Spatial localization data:
######

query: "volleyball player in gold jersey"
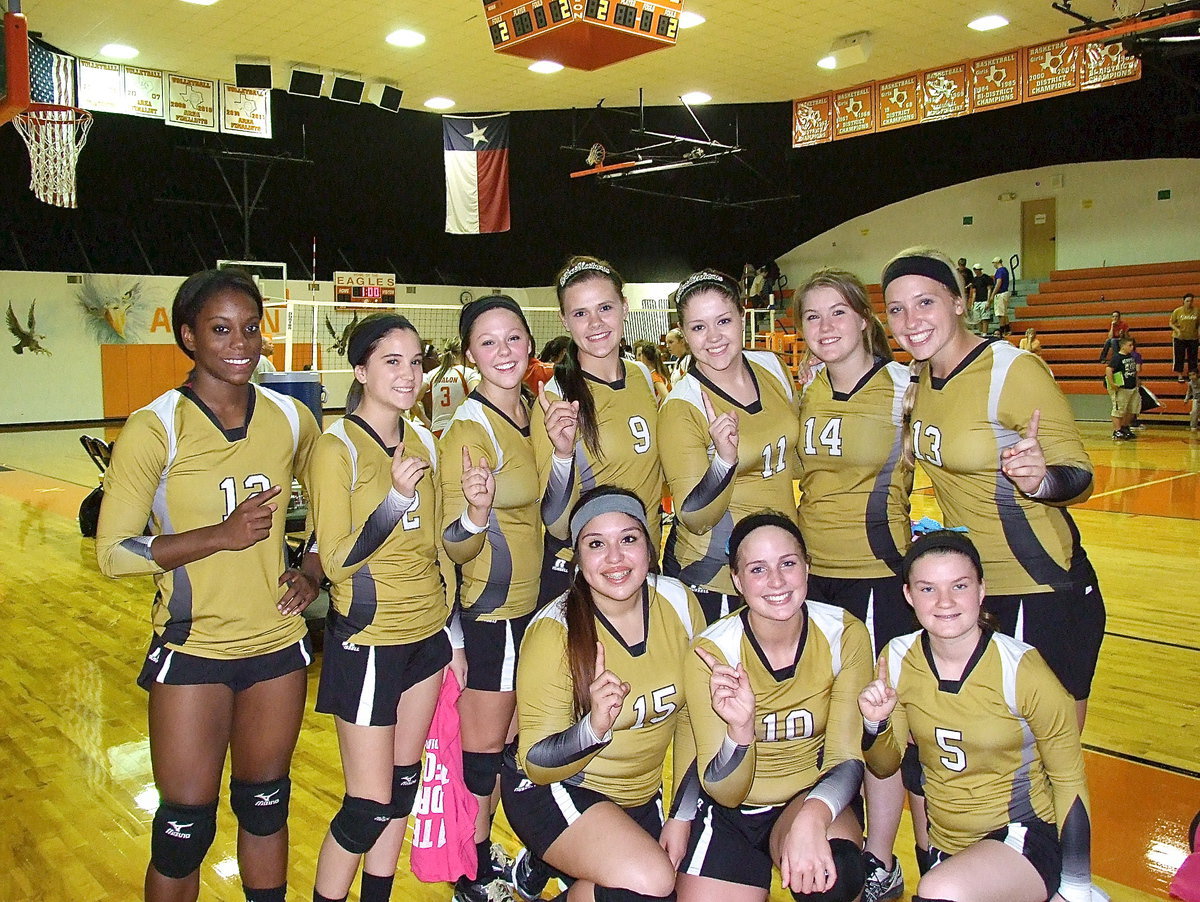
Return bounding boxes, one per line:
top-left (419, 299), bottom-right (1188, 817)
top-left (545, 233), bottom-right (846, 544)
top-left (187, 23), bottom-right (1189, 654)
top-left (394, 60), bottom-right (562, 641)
top-left (97, 269), bottom-right (322, 902)
top-left (658, 270), bottom-right (801, 625)
top-left (860, 530), bottom-right (1098, 902)
top-left (881, 247), bottom-right (1102, 728)
top-left (438, 296), bottom-right (544, 902)
top-left (534, 255), bottom-right (664, 606)
top-left (796, 269), bottom-right (915, 900)
top-left (309, 315), bottom-right (457, 902)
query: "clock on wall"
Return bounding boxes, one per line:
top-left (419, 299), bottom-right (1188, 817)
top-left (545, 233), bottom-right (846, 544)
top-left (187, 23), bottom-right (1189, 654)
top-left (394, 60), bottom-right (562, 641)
top-left (460, 289), bottom-right (475, 304)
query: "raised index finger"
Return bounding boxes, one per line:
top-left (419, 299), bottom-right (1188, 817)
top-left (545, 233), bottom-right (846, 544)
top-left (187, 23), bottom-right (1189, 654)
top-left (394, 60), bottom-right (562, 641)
top-left (876, 655), bottom-right (888, 685)
top-left (537, 384), bottom-right (551, 413)
top-left (595, 641), bottom-right (606, 675)
top-left (694, 646), bottom-right (721, 672)
top-left (700, 391), bottom-right (716, 424)
top-left (1026, 408), bottom-right (1041, 440)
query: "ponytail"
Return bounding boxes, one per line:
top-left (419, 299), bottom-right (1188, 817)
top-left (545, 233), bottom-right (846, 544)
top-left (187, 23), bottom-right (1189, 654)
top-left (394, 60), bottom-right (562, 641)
top-left (432, 336), bottom-right (460, 386)
top-left (345, 380), bottom-right (364, 414)
top-left (555, 341), bottom-right (602, 458)
top-left (899, 359), bottom-right (925, 470)
top-left (564, 571), bottom-right (600, 718)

######

Task requirements: Search the entries for the word "query", then copy every line in which it is found.

Solution to this task:
query: "volleyball player in gold jersey"
query: "clock on wall"
query: "raised index finger"
query: "ponytail"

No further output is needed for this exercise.